▶ [TEXTO-BASE]:
______

Como não escrevi ontem, resolvi falar de dois assuntos hoje. Fica o registro de gratidão ao Matheus por ter cumprido a tarefa com louvor — fez tão bem que virou candidato a assumir como titular.
Comecemos com um argumento de autoridade. Charlie Munger pede passagem:
“Eu acho que passei 95% do tempo da minha fase adulta entendendo o poder dos incentivos e, ainda assim, eu sempre subestimei esse poder.”
Não é uma exclusividade de Munger. Ele está em boa companhia. No livro do Mankiw, que é uma espécie de Bíblia da Introdução à Economia (em vários sentidos), há logo no primeiro capítulo: as pessoas obedecem a incentivos. Até mesmo uma definição de capitalismo conta, entre os seus pilares, como um sistema que obedece às sinalizações do sistema de preços — se o preço sobe, os produtores estão incentivados a produzir mais, e os consumidores, a consumir menos; há uma sinalização na outra direção quando os preços caem.

______

▶ [REGISTROS]:
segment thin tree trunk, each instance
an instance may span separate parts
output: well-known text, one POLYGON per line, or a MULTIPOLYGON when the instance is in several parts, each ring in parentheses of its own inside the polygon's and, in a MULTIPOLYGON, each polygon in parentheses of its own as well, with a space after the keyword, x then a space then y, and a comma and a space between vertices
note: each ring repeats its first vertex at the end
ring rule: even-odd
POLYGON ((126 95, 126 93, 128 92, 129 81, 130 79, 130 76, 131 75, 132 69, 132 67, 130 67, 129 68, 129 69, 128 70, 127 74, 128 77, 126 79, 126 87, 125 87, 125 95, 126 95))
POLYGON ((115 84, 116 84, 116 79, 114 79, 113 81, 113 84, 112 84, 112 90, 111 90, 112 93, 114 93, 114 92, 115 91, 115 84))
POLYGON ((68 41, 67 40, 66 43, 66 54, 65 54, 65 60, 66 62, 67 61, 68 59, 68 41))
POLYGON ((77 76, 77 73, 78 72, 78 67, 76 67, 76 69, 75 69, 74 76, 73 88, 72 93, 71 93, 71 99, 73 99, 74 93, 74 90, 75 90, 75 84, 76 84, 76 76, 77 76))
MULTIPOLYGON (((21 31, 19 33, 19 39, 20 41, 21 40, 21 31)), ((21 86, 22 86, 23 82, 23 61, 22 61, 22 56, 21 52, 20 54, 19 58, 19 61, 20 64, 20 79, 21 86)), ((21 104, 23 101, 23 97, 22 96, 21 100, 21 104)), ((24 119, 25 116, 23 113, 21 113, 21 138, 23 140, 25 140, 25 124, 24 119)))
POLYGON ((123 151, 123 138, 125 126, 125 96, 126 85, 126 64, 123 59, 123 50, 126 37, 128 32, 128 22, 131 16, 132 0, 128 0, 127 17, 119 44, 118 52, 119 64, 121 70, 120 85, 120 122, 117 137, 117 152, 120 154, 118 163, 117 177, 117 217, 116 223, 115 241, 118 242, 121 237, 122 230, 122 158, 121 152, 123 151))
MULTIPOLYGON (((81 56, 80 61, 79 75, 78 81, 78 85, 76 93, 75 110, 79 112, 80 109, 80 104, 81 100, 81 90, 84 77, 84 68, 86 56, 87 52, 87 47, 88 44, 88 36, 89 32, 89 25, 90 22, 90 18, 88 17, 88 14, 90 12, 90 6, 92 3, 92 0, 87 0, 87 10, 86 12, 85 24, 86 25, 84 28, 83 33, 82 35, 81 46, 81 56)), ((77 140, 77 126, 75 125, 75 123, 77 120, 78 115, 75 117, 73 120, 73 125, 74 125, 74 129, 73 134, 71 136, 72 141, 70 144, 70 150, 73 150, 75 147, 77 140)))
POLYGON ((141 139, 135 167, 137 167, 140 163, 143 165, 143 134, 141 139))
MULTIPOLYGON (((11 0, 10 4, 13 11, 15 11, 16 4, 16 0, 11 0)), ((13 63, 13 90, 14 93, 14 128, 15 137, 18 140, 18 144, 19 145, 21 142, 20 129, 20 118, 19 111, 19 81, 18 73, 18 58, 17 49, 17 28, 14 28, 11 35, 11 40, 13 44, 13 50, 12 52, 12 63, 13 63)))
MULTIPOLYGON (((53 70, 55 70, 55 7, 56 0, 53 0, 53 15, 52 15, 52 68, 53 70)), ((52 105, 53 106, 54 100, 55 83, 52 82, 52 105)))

______

▶ [ENUNCIADO 1]:
No texto sobre o poder dos incentivos, que princípio aparece logo no primeiro capítulo do livro do Mankiw?
▶ [ENUNCIADO 2]:
Dê continuidade ao texto sobre o poder dos incentivos, partindo da última frase apresentada.

▶ [RESPOSTA 1]:
Que as pessoas obedecem a incentivos.

▶ [RESPOSTA 2]:
Dan Ariely é outro que trata do assunto. Costuma dizer: exponha uma pessoa ao conflito de interesse e, cedo ou tarde, ela vai cair.
Não à toa, eu mesmo insisto tanto na importância de cuidarmos melhor dos conflitos de interesse na indústria financeira — o investidor paga muito caro por isso e, muitas vezes, nem percebe, porque as taxas e os rebates acontecem de forma sub-reptícia. Dois exemplos rápidos: uma corretora zera taxa de corretagem e cobra 5% na alavancagem para o trader; outra faz o mesmo na sua política de tarifação para investimentos no exterior e cobra um spread monumental na taxa de câmbio.
Quando trato desse assunto, não há nada pessoal contra os gerentes de bancos ou os agentes autônomos. Ao contrário, gosto da maior parte deles. A questão é da natureza dos incentivos. Se todos nós, rigorosamente todos, sentássemos naquelas cadeiras, estaríamos diante do mesmo problema. O sistema é… fossa.
A ideia da importância dos incentivos chega aos formuladores de política econômica. E essa é a essência da primeira parte do Day One de hoje.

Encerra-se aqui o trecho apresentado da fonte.